25 de julho de 2018

2 Comentários

O processo II

Ler mais para escrever melhor

Este é o poder decisivo de uma obra singular: o chamado à ação. E eu, repetidamente, sou tomada por uma arrogância orgulhosa que me leva a acreditar que posso atender a esse chamado (Smith, 2018).

Em abril de 2017, participei do curso Literatura infantil: o livro, o mercado e o escritor, com Tino Freitas, que me mostrou coisas das quais eu não tinha me tocado antes. A principal delas é a leitura do mercado. É o princípio básico de todo escritor, ensinado desde cedo em toda escola do país: ler mais para escrever melhor. Mas há outros elementos aí: ler para conhecer os temas abordados nas publicações contemporâneas e o estilo de quem escreve.
========================================================================
A FAZER: Extraia do texto dado, sem nenhuma alteração, o trecho que começa em "25 de julho" e termina em "de quem escreve.".
========================================================================
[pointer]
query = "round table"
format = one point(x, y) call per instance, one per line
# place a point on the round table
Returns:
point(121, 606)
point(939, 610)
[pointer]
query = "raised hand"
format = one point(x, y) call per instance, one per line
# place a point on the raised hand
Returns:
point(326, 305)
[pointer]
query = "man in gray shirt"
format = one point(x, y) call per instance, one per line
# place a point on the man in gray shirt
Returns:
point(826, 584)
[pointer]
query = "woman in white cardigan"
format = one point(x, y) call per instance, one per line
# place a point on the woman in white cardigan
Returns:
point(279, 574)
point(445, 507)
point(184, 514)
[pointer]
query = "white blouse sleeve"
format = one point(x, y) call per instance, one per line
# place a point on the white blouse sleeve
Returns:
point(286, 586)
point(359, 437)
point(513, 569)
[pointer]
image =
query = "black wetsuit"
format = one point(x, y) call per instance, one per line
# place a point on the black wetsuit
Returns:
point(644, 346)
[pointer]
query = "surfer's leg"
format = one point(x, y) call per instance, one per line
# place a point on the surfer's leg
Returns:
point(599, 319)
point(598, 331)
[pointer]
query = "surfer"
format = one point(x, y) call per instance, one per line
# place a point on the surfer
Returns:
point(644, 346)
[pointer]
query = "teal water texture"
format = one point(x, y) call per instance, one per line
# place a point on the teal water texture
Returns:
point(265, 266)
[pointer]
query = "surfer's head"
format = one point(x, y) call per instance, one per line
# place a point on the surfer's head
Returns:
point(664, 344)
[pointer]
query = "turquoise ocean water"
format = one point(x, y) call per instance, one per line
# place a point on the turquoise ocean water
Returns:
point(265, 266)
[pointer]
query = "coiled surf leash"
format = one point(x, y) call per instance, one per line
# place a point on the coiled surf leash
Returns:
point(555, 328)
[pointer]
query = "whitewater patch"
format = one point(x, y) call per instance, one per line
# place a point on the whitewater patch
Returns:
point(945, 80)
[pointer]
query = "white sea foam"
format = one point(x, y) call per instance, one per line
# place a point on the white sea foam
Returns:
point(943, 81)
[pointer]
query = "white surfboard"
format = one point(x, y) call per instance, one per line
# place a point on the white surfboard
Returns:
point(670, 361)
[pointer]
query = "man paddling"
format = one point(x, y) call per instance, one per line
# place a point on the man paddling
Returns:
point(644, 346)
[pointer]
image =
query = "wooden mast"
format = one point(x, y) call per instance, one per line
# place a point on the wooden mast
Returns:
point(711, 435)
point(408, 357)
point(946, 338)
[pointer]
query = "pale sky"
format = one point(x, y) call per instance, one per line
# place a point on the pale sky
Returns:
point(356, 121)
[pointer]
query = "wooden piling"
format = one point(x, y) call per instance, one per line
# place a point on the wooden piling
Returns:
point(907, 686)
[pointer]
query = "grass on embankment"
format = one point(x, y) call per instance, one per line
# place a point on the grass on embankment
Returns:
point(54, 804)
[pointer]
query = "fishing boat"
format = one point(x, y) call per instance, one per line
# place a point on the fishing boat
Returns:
========================================================================
SOLUÇÃO COMPLETA:
25 de julho de 2018

2 Comentários

O processo II

Ler mais para escrever melhor

Este é o poder decisivo de uma obra singular: o chamado à ação. E eu, repetidamente, sou tomada por uma arrogância orgulhosa que me leva a acreditar que posso atender a esse chamado (Smith, 2018).

Em abril de 2017, participei do curso Literatura infantil: o livro, o mercado e o escritor, com Tino Freitas, que me mostrou coisas das quais eu não tinha me tocado antes. A principal delas é a leitura do mercado. É o princípio básico de todo escritor, ensinado desde cedo em toda escola do país: ler mais para escrever melhor. Mas há outros elementos aí: ler para conhecer os temas abordados nas publicações contemporâneas e o estilo de quem escreve.